** START SOURCE RECORDS **
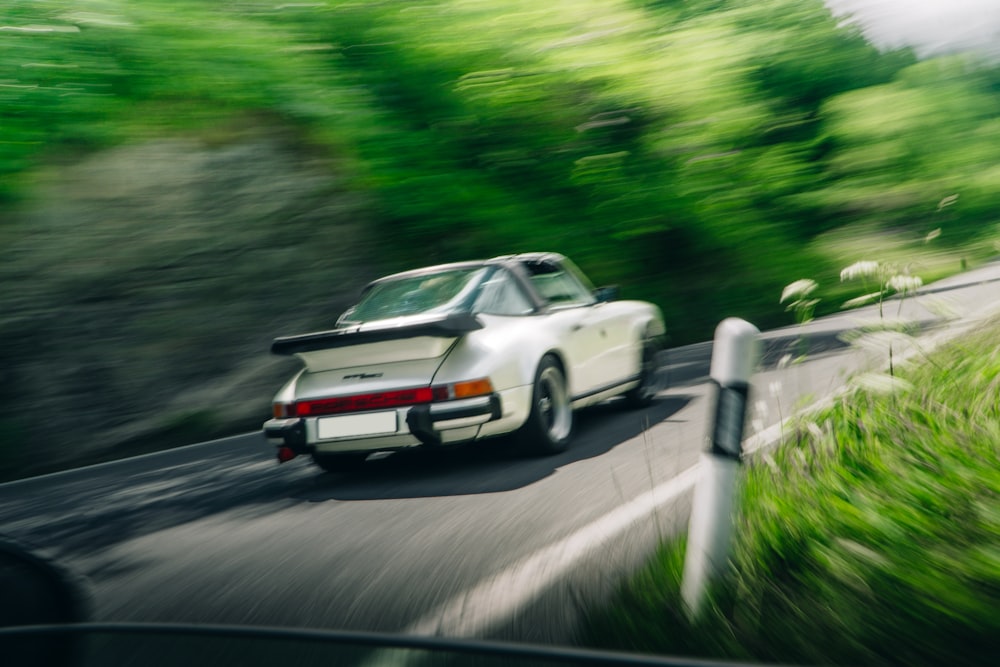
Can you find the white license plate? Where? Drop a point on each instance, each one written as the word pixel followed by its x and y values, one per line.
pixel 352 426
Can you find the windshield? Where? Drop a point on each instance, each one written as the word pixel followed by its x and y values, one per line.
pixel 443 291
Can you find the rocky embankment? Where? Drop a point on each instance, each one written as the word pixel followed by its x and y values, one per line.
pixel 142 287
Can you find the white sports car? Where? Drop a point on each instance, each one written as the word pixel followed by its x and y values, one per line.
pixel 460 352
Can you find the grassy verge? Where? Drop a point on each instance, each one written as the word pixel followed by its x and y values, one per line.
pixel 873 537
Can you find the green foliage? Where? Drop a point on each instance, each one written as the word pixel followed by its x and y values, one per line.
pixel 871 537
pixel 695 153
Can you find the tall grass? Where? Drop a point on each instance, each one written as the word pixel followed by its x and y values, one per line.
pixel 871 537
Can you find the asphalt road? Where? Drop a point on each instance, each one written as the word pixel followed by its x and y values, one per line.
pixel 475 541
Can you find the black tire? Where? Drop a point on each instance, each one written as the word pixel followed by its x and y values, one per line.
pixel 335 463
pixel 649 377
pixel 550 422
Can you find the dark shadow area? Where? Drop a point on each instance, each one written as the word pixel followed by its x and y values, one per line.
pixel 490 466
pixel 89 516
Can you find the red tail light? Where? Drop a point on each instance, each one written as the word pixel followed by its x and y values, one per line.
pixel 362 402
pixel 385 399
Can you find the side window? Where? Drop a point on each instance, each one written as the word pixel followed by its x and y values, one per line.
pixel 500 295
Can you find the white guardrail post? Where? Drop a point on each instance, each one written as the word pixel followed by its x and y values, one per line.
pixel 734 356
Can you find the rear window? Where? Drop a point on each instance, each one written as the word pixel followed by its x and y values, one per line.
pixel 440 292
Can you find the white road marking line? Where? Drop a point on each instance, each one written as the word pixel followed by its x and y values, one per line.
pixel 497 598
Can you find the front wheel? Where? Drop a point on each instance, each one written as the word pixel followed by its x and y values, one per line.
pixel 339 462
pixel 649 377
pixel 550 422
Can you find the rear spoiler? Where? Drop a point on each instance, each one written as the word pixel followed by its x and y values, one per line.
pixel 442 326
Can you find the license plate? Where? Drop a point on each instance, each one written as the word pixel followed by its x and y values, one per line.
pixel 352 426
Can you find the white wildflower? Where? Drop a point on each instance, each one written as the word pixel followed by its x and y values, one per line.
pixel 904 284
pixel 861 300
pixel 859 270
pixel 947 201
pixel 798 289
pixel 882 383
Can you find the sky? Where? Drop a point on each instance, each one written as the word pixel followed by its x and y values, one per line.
** END SOURCE RECORDS **
** START SOURCE RECORDS **
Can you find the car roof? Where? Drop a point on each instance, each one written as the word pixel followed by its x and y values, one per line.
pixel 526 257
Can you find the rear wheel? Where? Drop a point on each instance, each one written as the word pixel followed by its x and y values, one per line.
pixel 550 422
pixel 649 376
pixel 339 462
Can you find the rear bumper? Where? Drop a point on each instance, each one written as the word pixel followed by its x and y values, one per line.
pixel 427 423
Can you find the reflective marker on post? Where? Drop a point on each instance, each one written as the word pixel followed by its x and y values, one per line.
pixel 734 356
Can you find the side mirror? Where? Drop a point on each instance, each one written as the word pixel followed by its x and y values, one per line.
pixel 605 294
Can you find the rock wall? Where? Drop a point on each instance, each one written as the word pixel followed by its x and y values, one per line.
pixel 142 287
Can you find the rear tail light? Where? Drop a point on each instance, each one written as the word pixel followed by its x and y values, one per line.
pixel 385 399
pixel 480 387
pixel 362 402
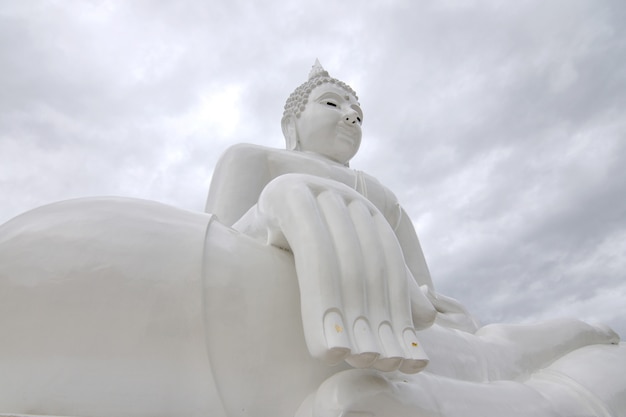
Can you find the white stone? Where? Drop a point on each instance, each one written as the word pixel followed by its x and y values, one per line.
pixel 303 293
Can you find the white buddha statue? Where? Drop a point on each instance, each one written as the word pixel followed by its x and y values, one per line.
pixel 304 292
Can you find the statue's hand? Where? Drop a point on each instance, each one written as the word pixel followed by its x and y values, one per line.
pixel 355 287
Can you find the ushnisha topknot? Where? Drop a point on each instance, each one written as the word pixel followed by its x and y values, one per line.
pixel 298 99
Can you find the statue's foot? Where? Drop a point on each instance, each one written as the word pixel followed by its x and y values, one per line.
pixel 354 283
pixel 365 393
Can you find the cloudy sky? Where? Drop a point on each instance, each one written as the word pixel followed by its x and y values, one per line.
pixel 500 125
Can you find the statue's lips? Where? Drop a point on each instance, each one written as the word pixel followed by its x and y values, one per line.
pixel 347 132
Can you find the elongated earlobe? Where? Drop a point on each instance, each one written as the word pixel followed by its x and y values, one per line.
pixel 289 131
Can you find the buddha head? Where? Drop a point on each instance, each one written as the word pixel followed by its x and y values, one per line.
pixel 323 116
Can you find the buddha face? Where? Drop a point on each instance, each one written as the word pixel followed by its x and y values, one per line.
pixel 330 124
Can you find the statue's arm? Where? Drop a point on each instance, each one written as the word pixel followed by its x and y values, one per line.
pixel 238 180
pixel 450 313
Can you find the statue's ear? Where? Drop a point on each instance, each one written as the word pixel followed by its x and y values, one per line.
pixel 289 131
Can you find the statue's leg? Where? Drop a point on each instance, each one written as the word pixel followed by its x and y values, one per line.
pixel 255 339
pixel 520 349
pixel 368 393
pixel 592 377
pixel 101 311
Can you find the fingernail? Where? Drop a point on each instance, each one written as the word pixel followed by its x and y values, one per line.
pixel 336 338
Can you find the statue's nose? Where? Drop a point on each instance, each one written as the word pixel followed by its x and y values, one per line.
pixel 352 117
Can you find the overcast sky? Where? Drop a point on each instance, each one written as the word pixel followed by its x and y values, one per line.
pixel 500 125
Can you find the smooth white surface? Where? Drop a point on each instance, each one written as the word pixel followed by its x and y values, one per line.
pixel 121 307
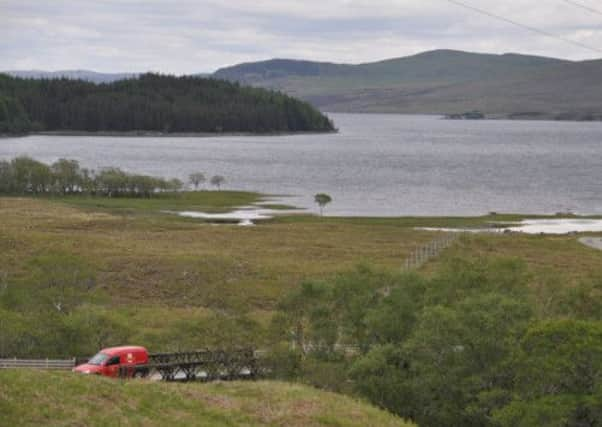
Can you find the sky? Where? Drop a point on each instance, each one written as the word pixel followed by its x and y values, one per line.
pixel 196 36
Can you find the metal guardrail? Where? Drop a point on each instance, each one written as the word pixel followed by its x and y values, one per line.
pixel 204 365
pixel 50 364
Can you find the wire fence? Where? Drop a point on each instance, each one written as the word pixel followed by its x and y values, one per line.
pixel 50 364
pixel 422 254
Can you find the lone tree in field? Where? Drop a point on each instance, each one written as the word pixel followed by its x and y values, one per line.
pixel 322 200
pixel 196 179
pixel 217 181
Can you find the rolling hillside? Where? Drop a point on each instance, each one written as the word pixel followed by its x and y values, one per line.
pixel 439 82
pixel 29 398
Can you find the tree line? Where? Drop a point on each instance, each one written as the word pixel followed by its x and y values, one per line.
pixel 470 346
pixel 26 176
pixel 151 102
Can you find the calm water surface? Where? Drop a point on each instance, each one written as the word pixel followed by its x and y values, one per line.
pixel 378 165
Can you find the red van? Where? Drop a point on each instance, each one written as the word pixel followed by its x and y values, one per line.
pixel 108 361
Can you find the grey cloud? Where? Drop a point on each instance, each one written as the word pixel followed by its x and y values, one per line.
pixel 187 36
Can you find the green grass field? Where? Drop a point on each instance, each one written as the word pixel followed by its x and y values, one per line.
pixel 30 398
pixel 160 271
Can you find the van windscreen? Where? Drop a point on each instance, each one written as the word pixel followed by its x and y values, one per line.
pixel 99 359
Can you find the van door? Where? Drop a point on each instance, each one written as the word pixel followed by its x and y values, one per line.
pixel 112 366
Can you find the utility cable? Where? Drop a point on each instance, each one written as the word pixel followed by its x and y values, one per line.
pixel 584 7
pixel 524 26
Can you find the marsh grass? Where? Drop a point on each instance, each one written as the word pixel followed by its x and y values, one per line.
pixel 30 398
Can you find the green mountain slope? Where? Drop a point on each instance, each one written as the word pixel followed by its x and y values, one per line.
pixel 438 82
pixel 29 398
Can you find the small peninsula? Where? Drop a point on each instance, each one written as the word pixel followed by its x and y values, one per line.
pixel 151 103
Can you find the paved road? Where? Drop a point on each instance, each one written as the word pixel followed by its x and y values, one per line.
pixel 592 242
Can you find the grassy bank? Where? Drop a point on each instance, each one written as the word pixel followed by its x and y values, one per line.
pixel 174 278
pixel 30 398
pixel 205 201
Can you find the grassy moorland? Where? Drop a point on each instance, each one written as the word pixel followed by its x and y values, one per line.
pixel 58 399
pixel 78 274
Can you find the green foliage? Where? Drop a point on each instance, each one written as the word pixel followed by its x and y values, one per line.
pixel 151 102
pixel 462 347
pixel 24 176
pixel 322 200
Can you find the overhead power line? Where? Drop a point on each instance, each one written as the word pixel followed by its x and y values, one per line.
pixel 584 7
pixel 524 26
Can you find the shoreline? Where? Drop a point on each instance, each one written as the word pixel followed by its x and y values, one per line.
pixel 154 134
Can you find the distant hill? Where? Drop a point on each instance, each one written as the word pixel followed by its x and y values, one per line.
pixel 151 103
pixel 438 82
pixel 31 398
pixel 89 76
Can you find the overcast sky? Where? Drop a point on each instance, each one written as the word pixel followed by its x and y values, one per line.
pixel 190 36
** END SOURCE RECORDS **
Show every line in the records that contains the word "post", copied in full.

RESULT FOR THIS EXERCISE:
Can you find the white guardrail post? Where? Drop a point on each instance, each one written as the word pixel followed by its x and y values, one per line.
Can you find the reflective marker on post? Where? Drop a point on each instance, each one written as the word pixel followed by its x and y values, one per line.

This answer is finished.